Pollution from sewage overflows, oil spills, and stormwater runoff continues to plague America's beaches, contributing to 5,756 closing and advisory days last year in California, a near doubling of days for the state, and leading to the second-highest number of closing and advisory days nationwide in more than two decades, according to the 21st annual beachwater quality report.
- Pillar Point (145 days)
- Oyster Point Marina (96 days)
- Lakeshore Park (93 days)
- Coyote Point County Park (63 days)
- Aquatic Park (58 days)
- Kiteboard Beach (57 days)
- Fitzgerald Marine Reserve (55 days)
- Pacifica State Beach (35 days)
- Bean Hollow State Beach (28 days)
- Venice State Beach & Pescadero State Beach (both 27 days)
Sabrina's plan to improve water quality:
- Engage residents (liveaboards), commercial, and recreational users as well as visitors about the hazards of dumping septic waste, plastic bags, cans, garbage, oil, and fuel.
- Improve water circulation patterns within Pillar Point Harbor and support solutions to improve water quality.
- Improve trash disposal areas overall at both Pillar Point Harbor and Oyster Point Marina.

--- Supplied information ---
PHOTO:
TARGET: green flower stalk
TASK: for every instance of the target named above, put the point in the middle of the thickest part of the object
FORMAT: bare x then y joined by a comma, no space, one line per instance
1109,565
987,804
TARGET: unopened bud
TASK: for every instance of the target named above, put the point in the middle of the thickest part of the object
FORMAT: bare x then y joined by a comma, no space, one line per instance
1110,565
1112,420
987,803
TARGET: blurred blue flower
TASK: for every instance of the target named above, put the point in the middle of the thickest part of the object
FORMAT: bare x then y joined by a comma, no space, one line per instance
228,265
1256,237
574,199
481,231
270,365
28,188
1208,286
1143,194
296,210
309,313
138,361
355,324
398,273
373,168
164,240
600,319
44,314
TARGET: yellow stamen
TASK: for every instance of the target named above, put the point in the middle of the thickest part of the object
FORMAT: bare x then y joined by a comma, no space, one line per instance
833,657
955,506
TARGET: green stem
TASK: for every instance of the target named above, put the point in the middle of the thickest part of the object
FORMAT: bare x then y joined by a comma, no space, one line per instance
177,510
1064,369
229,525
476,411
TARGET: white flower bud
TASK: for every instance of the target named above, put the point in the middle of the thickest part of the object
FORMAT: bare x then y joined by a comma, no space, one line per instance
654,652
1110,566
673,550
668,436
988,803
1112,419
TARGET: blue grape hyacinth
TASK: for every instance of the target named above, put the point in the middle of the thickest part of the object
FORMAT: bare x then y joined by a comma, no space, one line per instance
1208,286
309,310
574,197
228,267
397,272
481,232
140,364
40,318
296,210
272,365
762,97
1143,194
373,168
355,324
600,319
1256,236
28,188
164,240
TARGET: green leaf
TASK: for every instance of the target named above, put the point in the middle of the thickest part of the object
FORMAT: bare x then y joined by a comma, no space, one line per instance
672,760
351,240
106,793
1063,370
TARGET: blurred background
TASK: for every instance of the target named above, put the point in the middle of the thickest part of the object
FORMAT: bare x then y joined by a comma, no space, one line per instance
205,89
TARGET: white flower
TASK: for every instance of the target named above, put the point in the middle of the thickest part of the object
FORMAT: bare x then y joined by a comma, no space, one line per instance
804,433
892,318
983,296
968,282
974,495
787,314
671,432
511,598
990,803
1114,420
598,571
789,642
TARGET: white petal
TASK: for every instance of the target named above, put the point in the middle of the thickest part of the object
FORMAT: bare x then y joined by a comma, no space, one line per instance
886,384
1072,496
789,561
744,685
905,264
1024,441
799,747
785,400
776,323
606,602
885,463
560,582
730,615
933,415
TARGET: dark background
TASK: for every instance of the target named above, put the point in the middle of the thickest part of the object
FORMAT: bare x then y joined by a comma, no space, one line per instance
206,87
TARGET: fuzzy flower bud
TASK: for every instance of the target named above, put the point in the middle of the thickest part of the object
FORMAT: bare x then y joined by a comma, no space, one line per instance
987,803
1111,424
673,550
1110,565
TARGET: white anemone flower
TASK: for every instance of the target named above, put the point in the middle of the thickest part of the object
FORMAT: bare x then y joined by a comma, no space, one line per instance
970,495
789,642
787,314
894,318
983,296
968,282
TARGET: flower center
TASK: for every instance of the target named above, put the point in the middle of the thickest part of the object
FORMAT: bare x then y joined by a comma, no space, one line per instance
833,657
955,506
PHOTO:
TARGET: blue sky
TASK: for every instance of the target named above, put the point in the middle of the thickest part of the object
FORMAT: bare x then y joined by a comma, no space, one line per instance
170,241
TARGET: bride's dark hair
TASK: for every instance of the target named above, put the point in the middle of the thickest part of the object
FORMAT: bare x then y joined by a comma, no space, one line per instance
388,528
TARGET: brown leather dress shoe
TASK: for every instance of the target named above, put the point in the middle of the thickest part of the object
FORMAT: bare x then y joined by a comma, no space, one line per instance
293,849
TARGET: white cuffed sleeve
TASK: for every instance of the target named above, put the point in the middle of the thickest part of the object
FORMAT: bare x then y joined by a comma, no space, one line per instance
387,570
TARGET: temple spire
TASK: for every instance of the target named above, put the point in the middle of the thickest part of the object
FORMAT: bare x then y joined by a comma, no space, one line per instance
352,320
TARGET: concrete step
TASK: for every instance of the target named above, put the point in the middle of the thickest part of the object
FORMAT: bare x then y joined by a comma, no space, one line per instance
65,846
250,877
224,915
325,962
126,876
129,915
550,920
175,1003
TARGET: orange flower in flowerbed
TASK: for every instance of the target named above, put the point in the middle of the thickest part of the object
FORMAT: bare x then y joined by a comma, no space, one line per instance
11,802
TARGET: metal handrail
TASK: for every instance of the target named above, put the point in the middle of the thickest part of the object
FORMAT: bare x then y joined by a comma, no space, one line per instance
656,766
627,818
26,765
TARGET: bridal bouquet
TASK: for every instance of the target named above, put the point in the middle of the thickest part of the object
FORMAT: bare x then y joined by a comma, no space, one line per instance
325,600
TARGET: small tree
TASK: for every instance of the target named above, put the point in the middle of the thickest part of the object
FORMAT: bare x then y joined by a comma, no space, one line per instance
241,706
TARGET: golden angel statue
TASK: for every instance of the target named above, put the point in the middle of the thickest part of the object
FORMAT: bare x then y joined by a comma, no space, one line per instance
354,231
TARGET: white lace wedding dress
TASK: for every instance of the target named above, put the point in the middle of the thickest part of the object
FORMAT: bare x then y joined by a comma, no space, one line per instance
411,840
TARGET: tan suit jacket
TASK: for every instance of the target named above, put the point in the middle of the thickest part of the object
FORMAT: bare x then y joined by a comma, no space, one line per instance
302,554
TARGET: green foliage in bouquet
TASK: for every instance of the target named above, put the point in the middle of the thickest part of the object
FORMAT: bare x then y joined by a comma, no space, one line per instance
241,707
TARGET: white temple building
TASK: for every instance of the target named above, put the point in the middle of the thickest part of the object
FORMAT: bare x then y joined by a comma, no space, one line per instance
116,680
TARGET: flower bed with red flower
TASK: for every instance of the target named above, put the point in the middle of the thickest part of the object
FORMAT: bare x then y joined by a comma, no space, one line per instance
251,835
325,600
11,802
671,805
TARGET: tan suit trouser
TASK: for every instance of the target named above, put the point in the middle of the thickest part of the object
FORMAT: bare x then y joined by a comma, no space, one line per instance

--- What is needed ---
Carry on the text about beach water pollution in California, picking up directly after its last line.

--- Answer for the task ---
- Improve pet waste disposal areas and signage.
- Publish water quality educational information on the Harbor District website.
- Post warning signage at beaches with contaminated beachwater
Beachwater pollution nationwide causes a range of waterborne illnesses in swimmers including stomach flu, skin rashes, pinkeye, ear, nose and throat problems, dysentery, hepatitis, respiratory ailments, neurological disorders and other serious health problems. For senior citizens, small children and people with weak immune systems, the results can be fatal. The incidence of infections has steadily increased over the past several decades, and with coastal populations growing, it is reasonable to expect this upward trend to continue until the pollution sources are addressed.